## Reading passage
☆ ☆ ☆ ☆ ☆

Crude prices received a ~4% boost overnight, with Brent closing at US$50.55 and WTI at US$47.84. Without any particularly big driver for the move, commentators have pointed to the sum of a number of causes, including: strikes at Petrobras in Brazil; falls in Libyan export capacity; expected inventory builds in US products; and, “technicals” (i.e.basically funny shapes in price graphs that some people interpret as the ancients did with chicken entrails).
Henry Hub closed up a couple of cents at US$2.27.
LNG and international gas
The victory of the AKP party in Turkey’s week-end elections has been interpreted by some as providing a big push for the Turk-stream pipeline from Russia via Turkey to Greece and then (somehow) beyond.
As always with pipelines, one needs to ask “who will pay” and “what will they need before they pay”. Neither Russia nor Turkey nor Greece seem likely to be able to pay. Accordingly, this blog considers that the election result makes no real difference to the probability of this pipeline going ahead. One potentially piece of good news for rival LNG suppliers to Europe.
Company news – Santos (STO)
STO has informally disclosed (via The Australian Financial Review, naturally) that it has put its asset sale process on hold, whilst it pursues a capital raising alternative. This news seems surprising to say the least, given the detailed leaking that has recently been taking place, which disclosed buyer names, prices and deal forms. One could therefore conclude that the previous disclosures were over-egged – presumably as part of a negotiation strategy and/or to give share price support.

☆ ☆ ☆ ☆ ☆

Raw records:
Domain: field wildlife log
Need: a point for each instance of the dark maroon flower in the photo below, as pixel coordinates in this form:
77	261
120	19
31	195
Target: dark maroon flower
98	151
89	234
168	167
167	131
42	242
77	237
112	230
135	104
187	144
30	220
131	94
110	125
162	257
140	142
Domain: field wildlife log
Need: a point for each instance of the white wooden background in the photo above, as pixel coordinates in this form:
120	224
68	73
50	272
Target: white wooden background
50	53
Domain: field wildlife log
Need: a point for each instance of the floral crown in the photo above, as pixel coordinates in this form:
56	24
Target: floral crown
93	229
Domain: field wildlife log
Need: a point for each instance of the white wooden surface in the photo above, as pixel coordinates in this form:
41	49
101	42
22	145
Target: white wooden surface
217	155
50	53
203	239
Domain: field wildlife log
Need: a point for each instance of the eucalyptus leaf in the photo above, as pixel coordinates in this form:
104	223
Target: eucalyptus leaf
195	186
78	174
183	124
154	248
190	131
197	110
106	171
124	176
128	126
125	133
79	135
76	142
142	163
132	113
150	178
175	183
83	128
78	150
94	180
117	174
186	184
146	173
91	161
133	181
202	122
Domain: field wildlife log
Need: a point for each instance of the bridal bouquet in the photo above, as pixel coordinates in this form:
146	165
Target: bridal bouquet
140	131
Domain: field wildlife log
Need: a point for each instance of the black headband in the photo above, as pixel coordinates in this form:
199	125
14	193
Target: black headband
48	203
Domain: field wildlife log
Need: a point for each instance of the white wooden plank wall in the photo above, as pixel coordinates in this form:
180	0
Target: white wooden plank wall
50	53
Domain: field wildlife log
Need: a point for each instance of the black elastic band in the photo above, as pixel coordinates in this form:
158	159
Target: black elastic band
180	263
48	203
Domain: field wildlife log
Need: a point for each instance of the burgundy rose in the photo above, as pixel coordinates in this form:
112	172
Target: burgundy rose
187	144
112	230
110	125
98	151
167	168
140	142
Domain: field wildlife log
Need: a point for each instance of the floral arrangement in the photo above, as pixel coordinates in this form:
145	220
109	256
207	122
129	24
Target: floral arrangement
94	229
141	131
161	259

☆ ☆ ☆ ☆ ☆

## Problem requirements
Please list every cause that commentators pointed to for the overnight rise in crude prices, as given in the energy market commentary above.

## Correct response
- Strikes at Petrobras in Brazil
- Falls in Libyan export capacity
- Expected inventory builds in US products
- "Technicals"